> **SOURCE**
▬▬▬
Skip to content

Answer Key: The Service That Won't Start

The System

A nightly batch data export pipeline running on a dedicated batch server (prod-batch-01). A shell script (export.sh) is executed by a systemd service on a timer (or triggered by cron) to extract transaction and user event data from a database and export it — likely to S3, SFTP, or a data warehouse.

[systemd timer] --> [data-exporter.service]
                         |
                    /opt/data-exporter/bin/export.sh
                         |
                    [Database] --> [Export Target]
                         |
                    Pushes metrics: data_export_rows_total, data_export_last_success_timestamp

[crond] --> /opt/data-exporter/bin/cleanup.sh (separate maintenance job)

Ansible manages deployment of the script and systemd unit file. The system also has a separate cron job running cleanup.sh (probably removing old export files).
▬▬▬
> **DATASET ROWS**
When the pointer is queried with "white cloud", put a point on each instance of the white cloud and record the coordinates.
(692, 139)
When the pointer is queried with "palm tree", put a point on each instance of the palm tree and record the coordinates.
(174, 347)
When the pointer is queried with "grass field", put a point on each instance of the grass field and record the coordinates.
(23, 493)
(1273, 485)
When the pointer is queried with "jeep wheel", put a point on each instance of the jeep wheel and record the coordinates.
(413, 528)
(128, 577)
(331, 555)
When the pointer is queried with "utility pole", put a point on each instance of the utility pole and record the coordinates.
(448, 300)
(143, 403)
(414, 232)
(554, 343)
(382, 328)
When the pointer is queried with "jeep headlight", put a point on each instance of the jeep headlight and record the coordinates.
▬▬▬
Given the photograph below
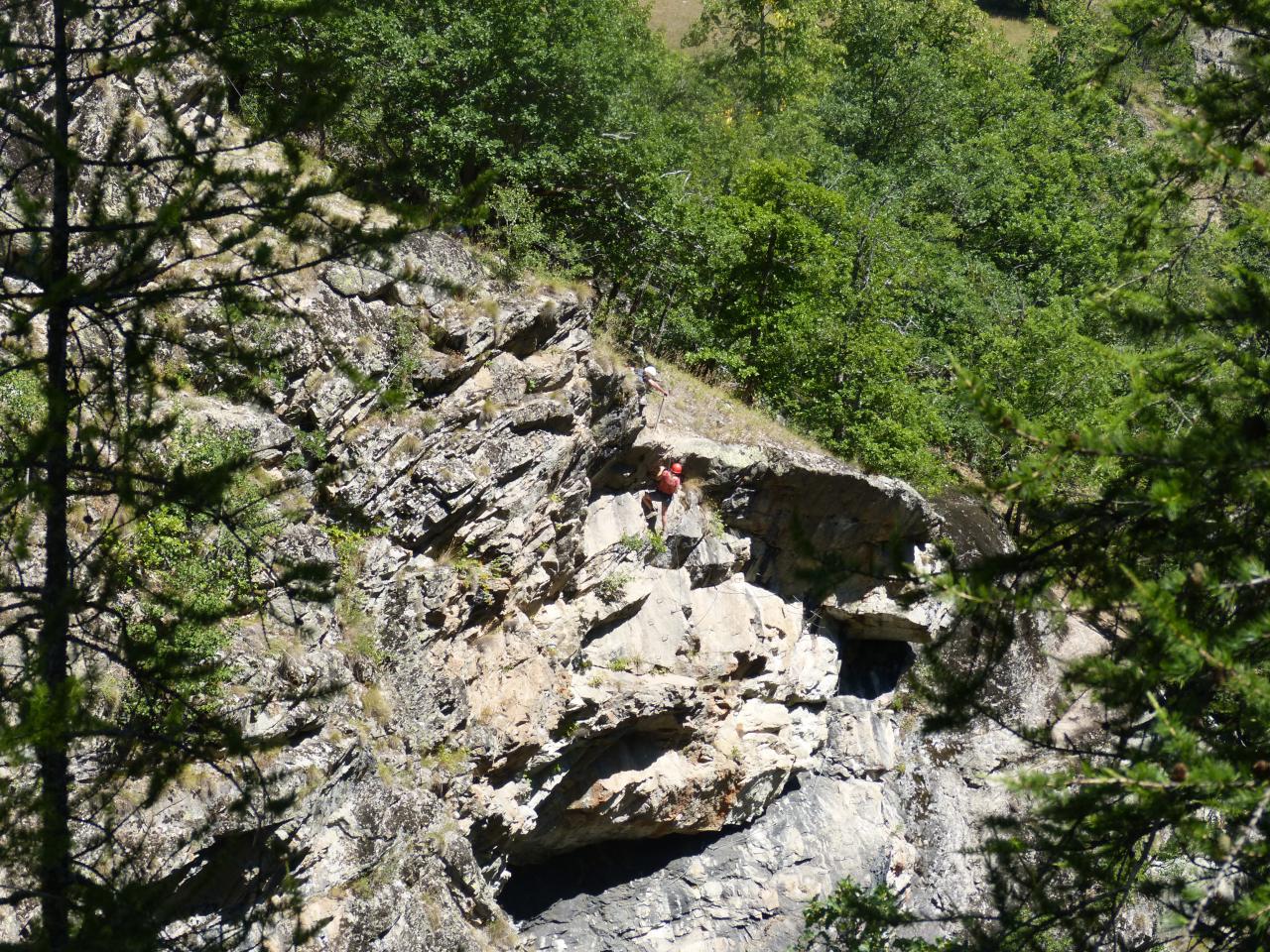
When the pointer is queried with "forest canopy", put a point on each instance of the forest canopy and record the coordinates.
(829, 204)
▬▬▬
> **WHAT YOU SHOULD DO**
Answer these questions from the answer key:
1. On which server does the nightly export pipeline run?
2. Which two metrics does the pipeline push?
3. What tool manages deployment of the script and the systemd unit file?

> **REPLY**
1. prod-batch-01
2. data_export_rows_total and data_export_last_success_timestamp
3. Ansible